DA FARE:
Rispondi alle domande sull'estratto sulla questione curda.
(a) Che percentuale hanno preso nella città di Dyarbakir?
(b) Qual è l'unica lingua ammessa dalla legge elettorale?
(c) Chi ha formato la lista del Dehap?

Malgrado tutto ciò siamo in netta maggioranza, nella città di Dyarbakir
abbiamo preso il  56 per cento. Moltissimi sono i  curdi che non hanno
potuto votare, sfollati, profughi.
Non siamo entrati in parlamento e questa è una sconfitta, se però guardiamon più lontano e pensiamo alla questione curda vediamo che la consapevolezza della nostra identità la determinazione a non essere assimilati è sempre più evidente, i colori della nostra bandiera hanno sventolato in tutte le manifestazioni, molti candidati hanno parlato in curdo, anche se la legge elettorale prevede che l'unica lingua ammessa sia il turco, con questa campagna elettorale ci siamo indubbiamente rafforzati. Un fatto nuovo si è verificato con queste elezioni, due partiti turchi anche se piccoli, hanno partecipato insieme all' Hadep a formare la lista del Dehap, questo uscire dalla rappresentanza solo curda è una scelta limitata alle elezioni o di lungo periodo?

Non è stata una scelta, per avere più voti che infatti , vista la
dimensione dei due partiti non sono stati molti, ma strategica, vogliamo
continuare e ampliare le nostre alleanze, perché come dicevo all'inizio il
problema curdo rimane il cuore del problema e la Turchia  potrà andare
verso le democrazia solo se sarà capace di riconoscere identità e autonomia
ai curdi, potremo parlare la nostra lingua, dare nomi curdi ai nostri
figli. Insieme curdi e turchi dobbiamo unirci per uscire dalla povertà e
dalla crisi economica, in questo senso giustizia sociale,  libera
espressione della nostra identità e delle differenze culturali, politiche e
religiose è la strada sulla quale siamo incamminati.

DATI FORNITI:
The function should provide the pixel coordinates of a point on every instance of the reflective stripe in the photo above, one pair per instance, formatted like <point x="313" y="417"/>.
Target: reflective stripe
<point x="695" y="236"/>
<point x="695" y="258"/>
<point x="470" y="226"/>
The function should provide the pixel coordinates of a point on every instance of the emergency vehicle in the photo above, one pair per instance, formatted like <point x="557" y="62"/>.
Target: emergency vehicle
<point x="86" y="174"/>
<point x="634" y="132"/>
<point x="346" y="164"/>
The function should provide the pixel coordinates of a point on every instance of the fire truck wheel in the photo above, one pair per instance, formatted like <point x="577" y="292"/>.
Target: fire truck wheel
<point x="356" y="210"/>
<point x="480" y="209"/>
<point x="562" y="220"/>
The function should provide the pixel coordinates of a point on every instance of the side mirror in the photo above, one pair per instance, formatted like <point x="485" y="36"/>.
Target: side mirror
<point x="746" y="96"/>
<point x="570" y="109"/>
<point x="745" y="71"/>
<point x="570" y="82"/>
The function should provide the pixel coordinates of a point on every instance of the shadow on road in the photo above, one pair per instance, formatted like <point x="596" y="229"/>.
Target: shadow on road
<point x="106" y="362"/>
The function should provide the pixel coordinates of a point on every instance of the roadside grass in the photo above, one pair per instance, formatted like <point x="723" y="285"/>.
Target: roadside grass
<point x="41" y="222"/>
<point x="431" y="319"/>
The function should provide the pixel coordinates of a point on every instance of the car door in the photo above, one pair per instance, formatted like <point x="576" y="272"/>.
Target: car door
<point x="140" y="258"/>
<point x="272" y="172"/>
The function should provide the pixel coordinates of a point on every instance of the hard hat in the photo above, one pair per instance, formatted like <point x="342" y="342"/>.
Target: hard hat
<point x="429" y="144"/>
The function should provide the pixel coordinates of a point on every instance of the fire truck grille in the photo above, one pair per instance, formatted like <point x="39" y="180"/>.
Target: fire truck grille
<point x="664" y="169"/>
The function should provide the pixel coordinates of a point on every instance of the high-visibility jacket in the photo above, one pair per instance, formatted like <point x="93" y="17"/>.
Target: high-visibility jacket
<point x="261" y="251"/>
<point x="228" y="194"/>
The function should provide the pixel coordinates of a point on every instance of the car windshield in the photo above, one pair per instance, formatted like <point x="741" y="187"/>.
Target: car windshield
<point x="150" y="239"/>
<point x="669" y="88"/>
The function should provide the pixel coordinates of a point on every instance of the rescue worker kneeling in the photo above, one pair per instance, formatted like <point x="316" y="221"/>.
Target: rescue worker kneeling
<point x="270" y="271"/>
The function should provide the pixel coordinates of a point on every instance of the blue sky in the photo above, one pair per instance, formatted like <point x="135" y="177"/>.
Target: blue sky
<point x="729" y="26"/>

...

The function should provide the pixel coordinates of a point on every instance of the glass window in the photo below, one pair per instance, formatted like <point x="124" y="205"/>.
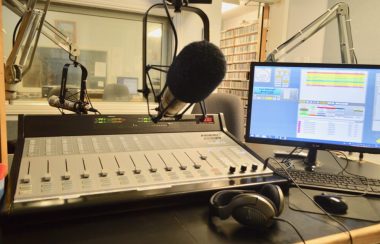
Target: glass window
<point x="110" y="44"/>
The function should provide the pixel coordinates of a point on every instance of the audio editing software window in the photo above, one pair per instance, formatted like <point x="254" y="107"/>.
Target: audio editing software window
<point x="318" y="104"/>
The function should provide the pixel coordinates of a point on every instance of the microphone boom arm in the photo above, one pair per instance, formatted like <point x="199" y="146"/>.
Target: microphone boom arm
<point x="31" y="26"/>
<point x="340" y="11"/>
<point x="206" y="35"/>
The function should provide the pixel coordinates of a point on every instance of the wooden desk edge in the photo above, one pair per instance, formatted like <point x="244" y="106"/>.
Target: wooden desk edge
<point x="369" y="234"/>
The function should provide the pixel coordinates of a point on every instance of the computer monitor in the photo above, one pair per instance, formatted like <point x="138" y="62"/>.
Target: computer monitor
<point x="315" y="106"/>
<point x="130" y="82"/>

RISPOSTA:
(a) Il 56 per cento.
(b) Il turco.
(c) Due partiti turchi piccoli, insieme all'Hadep.